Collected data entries
☆ ☆ ☆ ☆ ☆ ☆ ☆

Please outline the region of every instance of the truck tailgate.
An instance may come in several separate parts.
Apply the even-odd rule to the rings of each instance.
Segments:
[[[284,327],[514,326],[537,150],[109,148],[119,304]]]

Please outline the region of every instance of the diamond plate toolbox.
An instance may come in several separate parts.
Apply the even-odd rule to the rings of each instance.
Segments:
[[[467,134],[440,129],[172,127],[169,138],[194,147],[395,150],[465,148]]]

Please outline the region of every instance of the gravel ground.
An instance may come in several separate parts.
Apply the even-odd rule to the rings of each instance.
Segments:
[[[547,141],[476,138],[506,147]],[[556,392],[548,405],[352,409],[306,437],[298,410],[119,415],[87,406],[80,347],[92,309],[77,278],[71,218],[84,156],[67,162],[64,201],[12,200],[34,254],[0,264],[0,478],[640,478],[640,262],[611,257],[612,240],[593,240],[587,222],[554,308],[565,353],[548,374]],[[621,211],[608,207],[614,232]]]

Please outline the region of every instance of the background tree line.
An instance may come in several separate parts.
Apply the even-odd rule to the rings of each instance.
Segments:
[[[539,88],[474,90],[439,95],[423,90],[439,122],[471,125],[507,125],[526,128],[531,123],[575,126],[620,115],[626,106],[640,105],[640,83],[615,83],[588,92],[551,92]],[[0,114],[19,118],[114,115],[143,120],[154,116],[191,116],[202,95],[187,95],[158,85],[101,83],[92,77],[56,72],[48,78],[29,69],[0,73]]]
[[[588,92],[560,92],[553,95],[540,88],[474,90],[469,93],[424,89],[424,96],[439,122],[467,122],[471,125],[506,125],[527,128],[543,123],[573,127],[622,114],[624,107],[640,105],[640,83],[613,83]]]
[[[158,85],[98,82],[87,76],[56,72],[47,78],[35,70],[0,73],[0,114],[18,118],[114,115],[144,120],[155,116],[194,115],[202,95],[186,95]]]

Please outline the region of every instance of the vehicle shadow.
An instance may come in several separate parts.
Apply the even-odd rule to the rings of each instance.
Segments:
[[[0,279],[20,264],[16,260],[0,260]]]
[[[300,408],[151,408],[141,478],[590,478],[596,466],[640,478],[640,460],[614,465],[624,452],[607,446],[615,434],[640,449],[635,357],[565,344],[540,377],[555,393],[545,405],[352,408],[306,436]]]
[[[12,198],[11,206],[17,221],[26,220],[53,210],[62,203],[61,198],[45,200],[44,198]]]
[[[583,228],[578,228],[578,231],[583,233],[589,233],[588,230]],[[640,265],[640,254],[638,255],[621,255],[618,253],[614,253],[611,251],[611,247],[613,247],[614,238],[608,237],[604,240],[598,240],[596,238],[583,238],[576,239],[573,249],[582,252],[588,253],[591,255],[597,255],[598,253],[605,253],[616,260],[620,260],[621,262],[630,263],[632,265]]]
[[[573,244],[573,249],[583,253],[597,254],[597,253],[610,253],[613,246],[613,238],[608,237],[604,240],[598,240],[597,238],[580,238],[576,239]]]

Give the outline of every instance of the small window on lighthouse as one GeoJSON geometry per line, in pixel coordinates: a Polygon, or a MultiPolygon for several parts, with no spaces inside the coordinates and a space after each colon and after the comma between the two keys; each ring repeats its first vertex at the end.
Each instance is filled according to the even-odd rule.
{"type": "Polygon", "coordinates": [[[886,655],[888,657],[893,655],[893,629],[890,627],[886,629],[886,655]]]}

☆ ☆ ☆ ☆ ☆ ☆ ☆

# PROBLEM DESCRIPTION
Look through the data above and return each line where the string "outline" occurs.

# EXERCISE OUTPUT
Please outline the region of every instance of the truck tailgate.
Please outline the region of every instance of the diamond plate toolbox.
Please outline the region of every instance of the gravel ground.
Please outline the region of every instance of the background tree line.
Please outline the region of every instance of the vehicle shadow.
Give the outline of every instance of the small window on lighthouse as one GeoJSON geometry per line, in pixel coordinates: a Polygon, or a MultiPolygon for several parts, with no spaces inside the coordinates and a space after each colon and after the comma between the two keys; each ring repeats its first vertex at the end.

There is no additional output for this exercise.